NY Daily News - December 18, 2016

by ROSS KEITH CHAUNCEY ALCORN THOMAS TRACY LARRY MCSHANE

The two sisters took turns frantically leaning out an open window while clutching baby Ivan. Brandy said she was holding onto the crying baby in the midst of the chaos when the child suddenly became silent.

“He just stopped crying,” she recalled.

Firefighters found the boy unconscious and unresponsive shortly after kicking down the door of the 13th-floor apartment at the Howard Houses in Brownsville.

Other relatives said Ortiz’s 22-year-old son Angel tried to open the apartment door and lead everyone to safety — but the door knob and lock were so hot, he severely burned his hands. A source said Angel also suffered burns to his ear and nose.

The hallway in the three-bedroom apartment on Mother Gaston Blvd. became choked with black and gray smoke. Sources said Angel was able to maneuver his way through the furniture and the flames to open a window and scream down for help.

Ortiz was rushed to the hospital after the smoky blaze that killed her nephew.

= = = = = = =

■ **PROBLEM 1**
In the Brownsville apartment fire article, on which floor of the Howard Houses was the apartment located?
■ **PROBLEM 2**
Extend the Brownsville apartment fire article, picking up after its final sentence.

■ **RECORD EXCERPTS**
= = = = = = =

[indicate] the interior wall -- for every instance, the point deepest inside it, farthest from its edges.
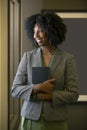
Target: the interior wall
(78, 111)
(65, 4)
(3, 65)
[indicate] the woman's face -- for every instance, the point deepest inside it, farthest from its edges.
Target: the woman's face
(40, 36)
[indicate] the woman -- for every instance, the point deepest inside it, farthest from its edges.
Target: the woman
(45, 104)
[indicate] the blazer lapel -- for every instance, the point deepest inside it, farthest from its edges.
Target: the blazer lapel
(36, 59)
(56, 60)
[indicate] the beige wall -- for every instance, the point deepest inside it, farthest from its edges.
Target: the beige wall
(65, 4)
(3, 66)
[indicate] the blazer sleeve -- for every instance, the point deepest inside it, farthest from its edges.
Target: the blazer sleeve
(21, 88)
(71, 92)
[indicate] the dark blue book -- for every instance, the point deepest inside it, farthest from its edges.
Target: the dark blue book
(40, 74)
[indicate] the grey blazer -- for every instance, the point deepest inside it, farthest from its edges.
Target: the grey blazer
(63, 69)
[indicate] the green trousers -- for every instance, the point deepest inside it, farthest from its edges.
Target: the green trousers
(41, 124)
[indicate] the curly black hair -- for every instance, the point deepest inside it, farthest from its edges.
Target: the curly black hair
(52, 23)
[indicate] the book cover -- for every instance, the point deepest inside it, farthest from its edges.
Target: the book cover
(40, 74)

= = = = = = =

■ **EXPECTED OUTPUT 1**
The 13th floor.

■ **EXPECTED OUTPUT 2**
She was in the apartment on the top floor of the Howard Houses to baby-sit her sister’s son. Her own son Brandon, 8, remains in the hospital, according to his father, Juan Paez, 50.

“I’m in shock. It’s so hard for me,” said Paez, who told The News he and Ortiz met in the 1990s and fell in love. They never married despite having two children together, he said. They split after Brandon was born, but remained close friends, he added.

He described Ortiz as a “great mother” who always helped her family out. Paez said he felt “totally devastated” by the news. He’d spoken to Ortiz, who was from the Dominican Republic, the night before the fire and she had let little Ivan gurgle into the phone, he said.

“I was in a bad mood and that little kid cheered me up. That baby was so beautiful,” Paez said.

The family was working with the Red Cross to find a place to go. None of them has been able to return to their charred home.

A preliminary investigation indicated the fire began in a refrigerator, an appliance not supplied by the New York City Housing Authority.

“I’d like to send my condolences out to the family,” said Brooklyn Borough President Eric Adams. “When a child dies in our community ... it reverberates throughout our entire community.”

Adams lent his support to a fund-raising effort to help the family with funeral expenses for both its lost members. Ortiz reportedly died without any life insurance.